TASK PROMPT: Quote all entries exactly, leaving pictures aside.

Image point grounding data
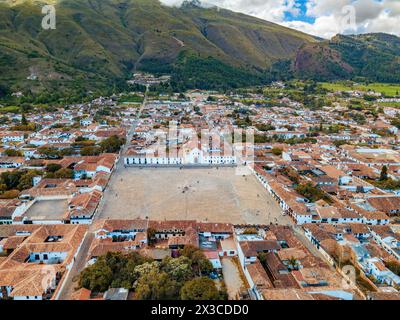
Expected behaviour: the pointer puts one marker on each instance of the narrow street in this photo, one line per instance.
(82, 256)
(80, 262)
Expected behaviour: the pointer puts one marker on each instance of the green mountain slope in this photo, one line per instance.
(99, 41)
(375, 57)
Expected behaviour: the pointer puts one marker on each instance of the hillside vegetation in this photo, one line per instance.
(98, 43)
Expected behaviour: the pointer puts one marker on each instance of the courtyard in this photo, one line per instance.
(203, 194)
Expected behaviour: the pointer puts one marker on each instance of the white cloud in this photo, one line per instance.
(330, 16)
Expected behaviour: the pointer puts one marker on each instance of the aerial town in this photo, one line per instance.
(287, 191)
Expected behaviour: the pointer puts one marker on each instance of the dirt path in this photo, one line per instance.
(233, 280)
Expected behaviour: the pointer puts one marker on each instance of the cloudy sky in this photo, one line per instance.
(323, 18)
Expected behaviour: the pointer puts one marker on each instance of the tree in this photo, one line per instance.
(312, 193)
(151, 236)
(112, 144)
(50, 153)
(250, 231)
(200, 289)
(53, 167)
(156, 285)
(90, 151)
(13, 153)
(384, 174)
(64, 174)
(180, 269)
(97, 277)
(26, 180)
(276, 151)
(24, 122)
(10, 194)
(293, 263)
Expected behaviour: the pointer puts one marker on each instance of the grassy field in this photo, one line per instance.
(384, 88)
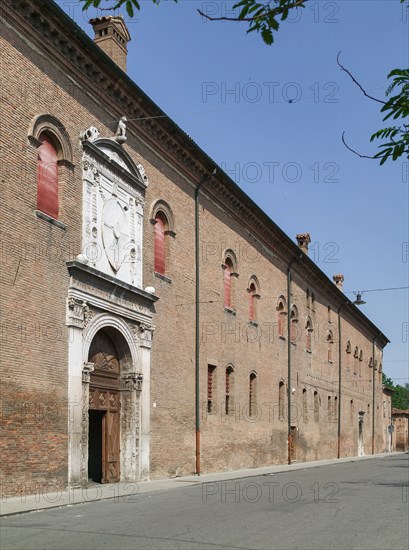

YOUR RESPONSE:
Expected behaviour: the pointer puts one marker on each instance of the narrow street in this photo, one line per instance.
(82, 256)
(80, 262)
Expected behaviour: the pointer puts one marker on each instance of the green mountain slope in this photo, one line per instance.
(99, 41)
(375, 57)
Expected behaviour: the pointer puts one marker on each instance of the hillside vegetation in this photo, one line per instance.
(98, 43)
Expected behaviour: the pointer puts one marker on each instance of the courtyard in this photo, one line per instance.
(203, 194)
Expected behaviour: the pointer puts one marker on each instance of the white cloud in this photo, one line per instance.
(330, 16)
Expected behaviour: the pointer puts one marker on each instance of the aerial town in this photo, one line per instance.
(287, 191)
Expected behaviour: the pointer puts one marker on each instance of the dirt path in this photo, one line per instance.
(233, 280)
Expected behaviour: the pointer puts one marker on each instance of the cloudy sky in this photo, one line per instance.
(323, 18)
Expected behaviour: the pointer puts one marker on each instance of the tree in this photo, one line per instance.
(312, 193)
(151, 236)
(112, 144)
(50, 153)
(250, 231)
(200, 289)
(53, 167)
(156, 285)
(90, 151)
(13, 153)
(384, 174)
(64, 174)
(180, 269)
(97, 277)
(26, 180)
(276, 151)
(24, 122)
(10, 194)
(293, 263)
Expected behaviour: the pointer puts one marker on each instance of the grassy field in this photo, one line per instance.
(384, 88)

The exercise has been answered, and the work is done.